**To-do list**
**a.** In the text on gaze shifts and fixation, after about how many saccades does the system typically time out?
**b.** In the rows, write out the part that opens with the line containing "Reviewer note: confirm that each instance of the lake" and closes with the line containing "[(110, 206)]" as a numbered list, skipping any blank lines.

The gaze is then shifted through a rapid saccade. In order to cope with situations in which a requested object does not generate the largest peak, either due to occlusions or non- typical lighting conditions, random noise equivalent to about 20% of a largest peak, is added to the peaks prior to selection of the largest one. Thus the requested object will eventually generate the strongest peak, such that is can be foveated and recognised, but it might take a couple of saccades. In order for the gaze to be directed towards a region of interest as seen by the foveal cameras, not by the wide field ones where regions are localised, an affine transfer of hypothesis positions is made.

Inhibition On Return is implemented by recording previous gaze directions in relation to the orientation of the observer itself. The radii of observed objects are also recorded and the system is prevented from immediately returning to directions within these radii. While the system is running the radii are gradually reduced, allowing the system to return to the same direction after a long enough period. Following each gaze change, the observed object is recognized, as will be described in Section 5. This is repeated until the requested object is found or the system times out, typically after about five saccades.

4 Fixation

The foveal cameras are always striving towards fixation, i.e. the optical axes intersect on a physical object somewhere in the scene. Estimation of cues such as shape and motion is simplified when the object of interest is fixated [7]. With the object in the centre of the visual field, the amount of overlap between the left and right cameras is as large as possible. Thus fixation is desirable for a binocular recognition system, since the amount of available data as well as the quality of data is maximized.

(5)

**Data in this exercise**

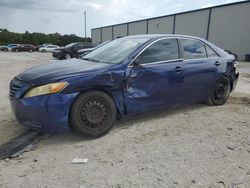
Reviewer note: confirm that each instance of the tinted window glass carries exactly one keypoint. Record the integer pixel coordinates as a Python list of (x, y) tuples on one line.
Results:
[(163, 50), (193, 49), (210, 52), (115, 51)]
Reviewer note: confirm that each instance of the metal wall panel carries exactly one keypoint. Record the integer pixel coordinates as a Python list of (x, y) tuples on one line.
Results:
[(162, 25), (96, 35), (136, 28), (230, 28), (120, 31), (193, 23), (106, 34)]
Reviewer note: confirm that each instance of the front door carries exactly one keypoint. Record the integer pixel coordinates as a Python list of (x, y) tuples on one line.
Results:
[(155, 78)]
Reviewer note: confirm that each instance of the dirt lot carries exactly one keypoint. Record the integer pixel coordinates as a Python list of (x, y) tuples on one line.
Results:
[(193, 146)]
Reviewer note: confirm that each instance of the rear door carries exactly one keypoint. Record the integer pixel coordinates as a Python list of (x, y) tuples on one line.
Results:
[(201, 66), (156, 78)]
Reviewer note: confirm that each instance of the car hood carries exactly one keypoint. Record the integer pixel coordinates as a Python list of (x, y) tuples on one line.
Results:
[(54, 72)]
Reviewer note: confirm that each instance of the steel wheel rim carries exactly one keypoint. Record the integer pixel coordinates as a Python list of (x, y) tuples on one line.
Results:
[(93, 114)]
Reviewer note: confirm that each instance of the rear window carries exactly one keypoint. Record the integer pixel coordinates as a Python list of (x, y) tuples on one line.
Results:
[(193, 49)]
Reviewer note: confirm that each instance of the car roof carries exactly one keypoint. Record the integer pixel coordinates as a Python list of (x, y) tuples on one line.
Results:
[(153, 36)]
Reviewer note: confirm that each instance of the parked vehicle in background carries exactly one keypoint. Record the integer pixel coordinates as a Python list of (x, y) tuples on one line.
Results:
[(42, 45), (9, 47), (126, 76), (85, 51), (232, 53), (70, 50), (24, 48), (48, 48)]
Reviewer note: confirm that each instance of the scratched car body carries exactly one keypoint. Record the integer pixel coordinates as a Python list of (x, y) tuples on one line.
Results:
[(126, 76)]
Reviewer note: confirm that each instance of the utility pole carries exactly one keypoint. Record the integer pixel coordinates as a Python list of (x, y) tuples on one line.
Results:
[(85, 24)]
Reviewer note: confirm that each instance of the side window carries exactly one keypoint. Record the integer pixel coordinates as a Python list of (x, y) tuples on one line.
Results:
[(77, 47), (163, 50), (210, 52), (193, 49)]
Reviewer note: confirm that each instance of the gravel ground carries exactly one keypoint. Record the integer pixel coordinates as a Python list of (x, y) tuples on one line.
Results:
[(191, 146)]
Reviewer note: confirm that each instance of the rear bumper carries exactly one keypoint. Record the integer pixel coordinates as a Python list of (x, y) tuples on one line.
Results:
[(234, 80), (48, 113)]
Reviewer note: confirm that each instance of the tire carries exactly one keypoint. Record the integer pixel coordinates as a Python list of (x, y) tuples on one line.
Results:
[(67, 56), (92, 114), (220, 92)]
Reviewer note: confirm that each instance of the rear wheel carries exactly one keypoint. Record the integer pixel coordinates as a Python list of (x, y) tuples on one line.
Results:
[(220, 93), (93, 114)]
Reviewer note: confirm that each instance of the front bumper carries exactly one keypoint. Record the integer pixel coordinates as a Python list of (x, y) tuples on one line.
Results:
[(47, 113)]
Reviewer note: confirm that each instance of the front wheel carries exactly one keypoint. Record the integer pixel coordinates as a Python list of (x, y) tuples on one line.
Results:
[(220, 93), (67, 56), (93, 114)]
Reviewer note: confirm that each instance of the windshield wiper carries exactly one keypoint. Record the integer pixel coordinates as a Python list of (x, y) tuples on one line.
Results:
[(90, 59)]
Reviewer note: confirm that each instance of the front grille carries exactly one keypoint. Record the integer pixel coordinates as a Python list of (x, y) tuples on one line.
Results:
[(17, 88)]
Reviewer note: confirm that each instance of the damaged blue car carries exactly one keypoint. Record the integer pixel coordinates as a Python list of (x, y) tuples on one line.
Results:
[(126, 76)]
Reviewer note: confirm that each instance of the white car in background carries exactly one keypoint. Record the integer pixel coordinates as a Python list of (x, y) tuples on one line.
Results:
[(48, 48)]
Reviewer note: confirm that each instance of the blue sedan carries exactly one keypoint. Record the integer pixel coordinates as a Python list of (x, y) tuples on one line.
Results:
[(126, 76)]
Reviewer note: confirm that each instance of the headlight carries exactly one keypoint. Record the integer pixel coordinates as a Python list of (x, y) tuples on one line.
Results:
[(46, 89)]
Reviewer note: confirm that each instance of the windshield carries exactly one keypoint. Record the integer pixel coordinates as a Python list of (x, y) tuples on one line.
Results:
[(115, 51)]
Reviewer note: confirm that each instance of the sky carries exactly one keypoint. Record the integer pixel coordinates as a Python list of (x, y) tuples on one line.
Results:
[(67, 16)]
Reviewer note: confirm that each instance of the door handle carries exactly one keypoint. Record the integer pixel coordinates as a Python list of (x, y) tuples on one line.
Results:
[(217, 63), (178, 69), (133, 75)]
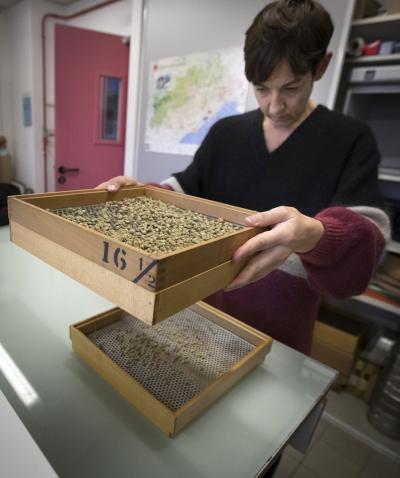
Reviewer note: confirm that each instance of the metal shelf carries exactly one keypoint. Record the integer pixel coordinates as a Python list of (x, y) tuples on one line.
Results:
...
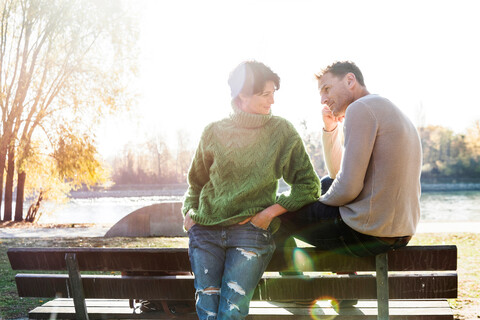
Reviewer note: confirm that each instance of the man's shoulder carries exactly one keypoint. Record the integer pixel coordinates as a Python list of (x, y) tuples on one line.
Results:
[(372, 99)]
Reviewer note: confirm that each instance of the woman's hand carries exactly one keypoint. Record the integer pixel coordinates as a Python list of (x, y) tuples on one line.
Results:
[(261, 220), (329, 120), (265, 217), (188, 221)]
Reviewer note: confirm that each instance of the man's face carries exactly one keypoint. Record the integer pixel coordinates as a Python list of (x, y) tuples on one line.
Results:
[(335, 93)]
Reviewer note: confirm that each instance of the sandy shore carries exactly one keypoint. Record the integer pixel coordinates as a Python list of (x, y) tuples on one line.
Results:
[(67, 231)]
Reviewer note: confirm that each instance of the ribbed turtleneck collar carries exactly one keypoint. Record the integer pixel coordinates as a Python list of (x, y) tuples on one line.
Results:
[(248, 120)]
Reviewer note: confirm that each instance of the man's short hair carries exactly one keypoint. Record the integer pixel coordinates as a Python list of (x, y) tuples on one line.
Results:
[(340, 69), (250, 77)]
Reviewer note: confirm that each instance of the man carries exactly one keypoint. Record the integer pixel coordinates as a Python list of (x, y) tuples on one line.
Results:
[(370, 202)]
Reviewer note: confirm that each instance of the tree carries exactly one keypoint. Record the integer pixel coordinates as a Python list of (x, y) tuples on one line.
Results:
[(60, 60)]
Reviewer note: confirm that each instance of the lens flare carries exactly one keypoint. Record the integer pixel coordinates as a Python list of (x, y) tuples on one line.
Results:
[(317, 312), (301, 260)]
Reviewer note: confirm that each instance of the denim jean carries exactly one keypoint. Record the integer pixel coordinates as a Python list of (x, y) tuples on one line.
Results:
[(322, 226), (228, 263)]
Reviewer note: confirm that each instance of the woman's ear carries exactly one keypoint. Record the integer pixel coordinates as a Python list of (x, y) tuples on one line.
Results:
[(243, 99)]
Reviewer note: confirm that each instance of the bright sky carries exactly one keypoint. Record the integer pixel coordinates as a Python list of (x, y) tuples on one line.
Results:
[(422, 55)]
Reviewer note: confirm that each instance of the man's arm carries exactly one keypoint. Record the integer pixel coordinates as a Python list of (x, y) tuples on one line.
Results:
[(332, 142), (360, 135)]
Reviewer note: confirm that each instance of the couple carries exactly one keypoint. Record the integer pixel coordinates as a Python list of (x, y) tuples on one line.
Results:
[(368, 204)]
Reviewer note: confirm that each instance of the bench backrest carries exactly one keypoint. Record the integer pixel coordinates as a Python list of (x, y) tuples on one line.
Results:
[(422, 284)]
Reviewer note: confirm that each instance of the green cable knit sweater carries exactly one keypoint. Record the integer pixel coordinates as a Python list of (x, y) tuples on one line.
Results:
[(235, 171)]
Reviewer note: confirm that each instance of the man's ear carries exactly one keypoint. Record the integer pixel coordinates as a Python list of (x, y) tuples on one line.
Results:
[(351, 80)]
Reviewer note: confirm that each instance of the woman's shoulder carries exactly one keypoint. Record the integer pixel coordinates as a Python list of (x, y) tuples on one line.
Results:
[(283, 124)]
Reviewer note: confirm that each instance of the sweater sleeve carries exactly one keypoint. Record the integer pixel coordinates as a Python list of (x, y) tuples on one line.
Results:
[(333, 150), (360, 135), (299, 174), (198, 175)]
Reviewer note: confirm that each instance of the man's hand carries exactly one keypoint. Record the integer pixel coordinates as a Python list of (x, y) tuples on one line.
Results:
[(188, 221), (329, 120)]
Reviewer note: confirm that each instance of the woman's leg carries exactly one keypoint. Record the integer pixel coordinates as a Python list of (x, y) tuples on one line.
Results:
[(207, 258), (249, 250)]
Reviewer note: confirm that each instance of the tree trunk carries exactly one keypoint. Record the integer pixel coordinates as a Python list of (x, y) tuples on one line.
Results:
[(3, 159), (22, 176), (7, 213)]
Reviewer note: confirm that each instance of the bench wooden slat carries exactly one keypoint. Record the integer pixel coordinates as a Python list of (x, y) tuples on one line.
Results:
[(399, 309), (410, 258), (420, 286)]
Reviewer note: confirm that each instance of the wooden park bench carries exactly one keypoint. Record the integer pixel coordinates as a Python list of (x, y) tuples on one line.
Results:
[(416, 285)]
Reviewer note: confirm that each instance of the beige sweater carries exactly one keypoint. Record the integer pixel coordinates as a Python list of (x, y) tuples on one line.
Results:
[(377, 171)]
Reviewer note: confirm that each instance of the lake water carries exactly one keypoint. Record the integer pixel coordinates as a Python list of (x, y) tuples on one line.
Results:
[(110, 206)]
--
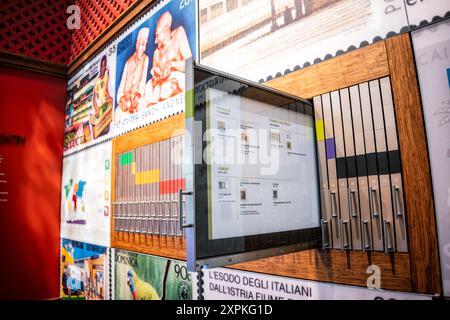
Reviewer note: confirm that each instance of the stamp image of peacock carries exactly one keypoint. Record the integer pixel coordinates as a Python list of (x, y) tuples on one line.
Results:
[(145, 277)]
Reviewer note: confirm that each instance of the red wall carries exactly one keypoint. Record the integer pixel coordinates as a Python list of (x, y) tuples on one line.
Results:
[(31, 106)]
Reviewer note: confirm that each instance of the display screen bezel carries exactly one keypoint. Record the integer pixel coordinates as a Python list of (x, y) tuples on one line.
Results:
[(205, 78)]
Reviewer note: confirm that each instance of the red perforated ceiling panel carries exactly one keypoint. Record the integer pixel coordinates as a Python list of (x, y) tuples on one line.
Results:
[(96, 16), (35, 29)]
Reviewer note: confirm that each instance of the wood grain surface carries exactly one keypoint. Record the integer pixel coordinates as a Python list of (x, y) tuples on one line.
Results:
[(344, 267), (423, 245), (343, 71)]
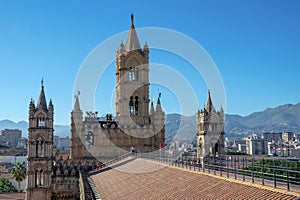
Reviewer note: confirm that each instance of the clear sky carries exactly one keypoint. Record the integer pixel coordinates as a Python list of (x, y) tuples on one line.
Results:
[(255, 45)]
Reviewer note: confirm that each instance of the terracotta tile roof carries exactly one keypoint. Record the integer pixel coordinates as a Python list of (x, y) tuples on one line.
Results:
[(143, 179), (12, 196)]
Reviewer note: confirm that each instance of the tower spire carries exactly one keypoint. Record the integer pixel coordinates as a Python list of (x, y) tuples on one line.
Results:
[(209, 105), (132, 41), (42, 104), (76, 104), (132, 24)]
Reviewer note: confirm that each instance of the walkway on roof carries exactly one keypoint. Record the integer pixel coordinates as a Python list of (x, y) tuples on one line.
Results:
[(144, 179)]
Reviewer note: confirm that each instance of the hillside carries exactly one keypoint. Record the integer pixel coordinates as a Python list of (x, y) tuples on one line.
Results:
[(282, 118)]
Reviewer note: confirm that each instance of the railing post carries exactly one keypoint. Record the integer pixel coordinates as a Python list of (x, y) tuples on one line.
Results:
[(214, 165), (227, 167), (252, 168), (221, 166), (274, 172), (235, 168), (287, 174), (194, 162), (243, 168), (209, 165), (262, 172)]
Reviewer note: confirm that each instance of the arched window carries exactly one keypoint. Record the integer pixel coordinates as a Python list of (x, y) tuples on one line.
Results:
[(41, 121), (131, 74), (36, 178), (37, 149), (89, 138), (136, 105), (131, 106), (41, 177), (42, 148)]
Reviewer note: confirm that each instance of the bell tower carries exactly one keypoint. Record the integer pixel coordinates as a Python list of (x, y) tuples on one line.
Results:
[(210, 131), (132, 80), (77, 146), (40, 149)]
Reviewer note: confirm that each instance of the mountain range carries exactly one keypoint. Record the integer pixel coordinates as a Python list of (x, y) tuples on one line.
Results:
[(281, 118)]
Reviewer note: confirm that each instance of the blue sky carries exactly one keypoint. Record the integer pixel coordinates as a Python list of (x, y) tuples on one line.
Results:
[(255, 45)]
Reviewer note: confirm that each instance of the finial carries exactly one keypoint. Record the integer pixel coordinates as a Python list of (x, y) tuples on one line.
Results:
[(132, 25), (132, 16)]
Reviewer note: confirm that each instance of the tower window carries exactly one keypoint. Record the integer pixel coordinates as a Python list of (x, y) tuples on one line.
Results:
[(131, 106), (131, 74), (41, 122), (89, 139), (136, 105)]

**List of solutions**
**a.** About five saccades.

**b.**
1. Reviewer note: confirm that each instance of the lake water carries exactly one keypoint. Record the integer pixel coordinates as a Python list of (x, y) tuples on one line.
2. Results:
3. [(110, 206)]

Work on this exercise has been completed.